***** Raw records

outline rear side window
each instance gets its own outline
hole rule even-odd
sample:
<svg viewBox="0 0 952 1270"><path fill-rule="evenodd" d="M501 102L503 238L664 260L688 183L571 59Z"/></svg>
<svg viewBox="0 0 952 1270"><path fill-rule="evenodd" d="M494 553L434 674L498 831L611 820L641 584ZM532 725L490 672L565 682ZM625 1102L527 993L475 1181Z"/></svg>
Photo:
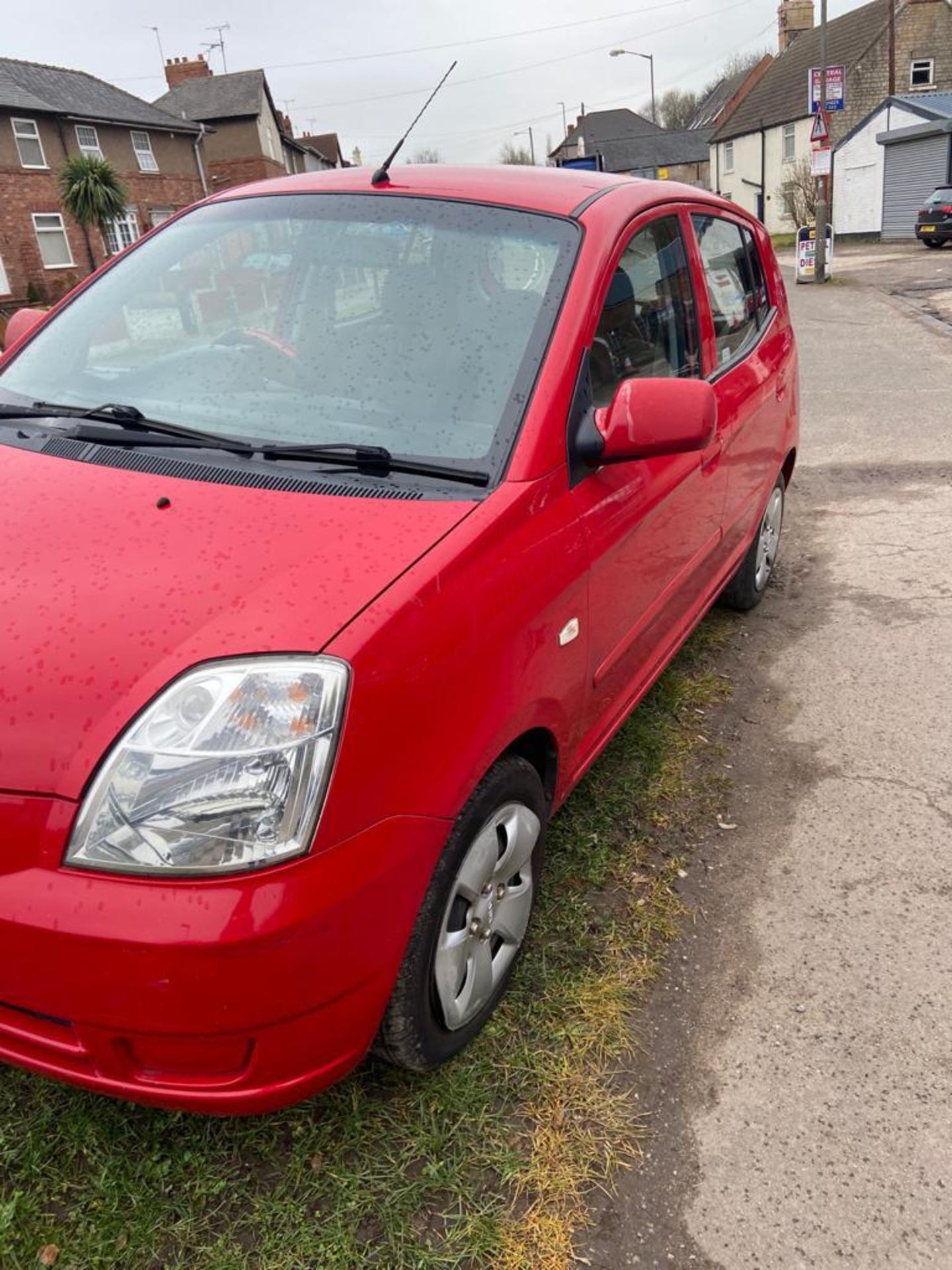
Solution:
<svg viewBox="0 0 952 1270"><path fill-rule="evenodd" d="M630 240L598 319L592 345L595 405L622 380L699 372L697 311L677 216L663 216Z"/></svg>
<svg viewBox="0 0 952 1270"><path fill-rule="evenodd" d="M753 342L765 316L763 269L757 255L748 255L744 234L734 221L720 216L692 216L692 220L711 298L717 364L722 366Z"/></svg>

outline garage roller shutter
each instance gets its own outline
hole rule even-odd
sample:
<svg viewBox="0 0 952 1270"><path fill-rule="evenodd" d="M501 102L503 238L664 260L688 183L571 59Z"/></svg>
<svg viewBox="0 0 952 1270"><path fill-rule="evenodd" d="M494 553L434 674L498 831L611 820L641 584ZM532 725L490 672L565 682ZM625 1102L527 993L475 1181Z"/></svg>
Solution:
<svg viewBox="0 0 952 1270"><path fill-rule="evenodd" d="M915 237L915 217L924 199L948 177L948 133L896 141L885 147L882 236Z"/></svg>

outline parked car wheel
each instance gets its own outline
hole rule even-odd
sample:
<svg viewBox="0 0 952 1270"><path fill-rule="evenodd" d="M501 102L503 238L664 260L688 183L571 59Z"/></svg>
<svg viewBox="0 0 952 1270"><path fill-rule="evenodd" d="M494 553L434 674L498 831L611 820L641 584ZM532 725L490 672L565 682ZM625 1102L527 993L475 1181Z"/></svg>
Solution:
<svg viewBox="0 0 952 1270"><path fill-rule="evenodd" d="M721 602L727 608L746 612L749 608L755 608L764 597L764 591L773 574L777 552L779 551L786 490L787 486L781 475L777 478L777 484L767 499L760 528L757 531L748 554L741 560L737 572L721 592Z"/></svg>
<svg viewBox="0 0 952 1270"><path fill-rule="evenodd" d="M374 1049L425 1071L480 1031L512 978L538 892L548 808L524 758L494 763L433 872Z"/></svg>

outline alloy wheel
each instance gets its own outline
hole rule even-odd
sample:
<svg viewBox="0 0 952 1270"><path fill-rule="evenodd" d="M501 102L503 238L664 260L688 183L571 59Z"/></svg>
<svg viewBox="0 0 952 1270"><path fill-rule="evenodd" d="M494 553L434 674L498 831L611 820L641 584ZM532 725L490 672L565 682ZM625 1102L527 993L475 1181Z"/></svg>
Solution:
<svg viewBox="0 0 952 1270"><path fill-rule="evenodd" d="M493 997L526 936L532 913L532 855L542 832L523 803L486 820L463 856L443 913L434 987L451 1031Z"/></svg>

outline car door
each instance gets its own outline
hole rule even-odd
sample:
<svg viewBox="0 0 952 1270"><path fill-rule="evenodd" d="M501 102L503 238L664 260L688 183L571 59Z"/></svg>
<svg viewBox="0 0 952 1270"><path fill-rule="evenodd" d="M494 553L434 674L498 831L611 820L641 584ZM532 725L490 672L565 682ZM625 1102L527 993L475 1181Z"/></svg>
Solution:
<svg viewBox="0 0 952 1270"><path fill-rule="evenodd" d="M710 207L692 210L691 221L712 319L707 362L726 476L722 552L730 559L754 532L783 460L793 333L770 296L751 226Z"/></svg>
<svg viewBox="0 0 952 1270"><path fill-rule="evenodd" d="M689 222L638 217L616 245L592 333L594 403L622 380L703 373ZM717 450L599 467L572 489L590 556L589 698L583 762L651 682L698 603L721 535Z"/></svg>

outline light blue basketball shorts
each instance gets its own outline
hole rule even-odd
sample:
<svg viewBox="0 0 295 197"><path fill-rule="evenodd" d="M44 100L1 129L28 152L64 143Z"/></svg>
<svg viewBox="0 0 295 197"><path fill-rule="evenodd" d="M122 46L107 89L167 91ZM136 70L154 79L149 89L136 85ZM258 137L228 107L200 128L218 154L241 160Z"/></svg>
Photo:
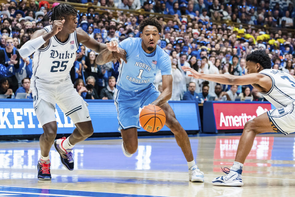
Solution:
<svg viewBox="0 0 295 197"><path fill-rule="evenodd" d="M155 86L151 84L144 90L126 91L116 89L115 105L118 113L119 131L132 127L140 128L139 124L139 108L148 105L160 95Z"/></svg>

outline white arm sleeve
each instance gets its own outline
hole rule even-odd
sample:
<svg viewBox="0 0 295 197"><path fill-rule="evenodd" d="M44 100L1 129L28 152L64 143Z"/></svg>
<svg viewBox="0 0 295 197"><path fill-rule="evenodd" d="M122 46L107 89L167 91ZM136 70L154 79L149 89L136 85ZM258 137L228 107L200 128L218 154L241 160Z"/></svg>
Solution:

**********

Work instructions – Write out the lines from the very first one through the line containing "342L765 316L763 269L757", both ends included, with no changes, and leave the pictures out.

Result for this exercise –
outline rear side window
each instance gets its own outline
hole rule even-odd
sample:
<svg viewBox="0 0 952 1270"><path fill-rule="evenodd" d="M501 102L503 238L664 260L688 183L571 59Z"/></svg>
<svg viewBox="0 0 952 1270"><path fill-rule="evenodd" d="M494 553L434 674L498 831L611 820L641 584ZM532 725L490 672L565 682ZM625 1102L527 993L475 1181Z"/></svg>
Photo:
Solution:
<svg viewBox="0 0 952 1270"><path fill-rule="evenodd" d="M630 240L598 319L592 345L595 405L622 380L699 372L697 311L677 216L663 216Z"/></svg>
<svg viewBox="0 0 952 1270"><path fill-rule="evenodd" d="M753 342L765 316L763 269L757 255L748 255L744 234L734 221L720 216L692 216L692 220L711 298L717 364L722 366Z"/></svg>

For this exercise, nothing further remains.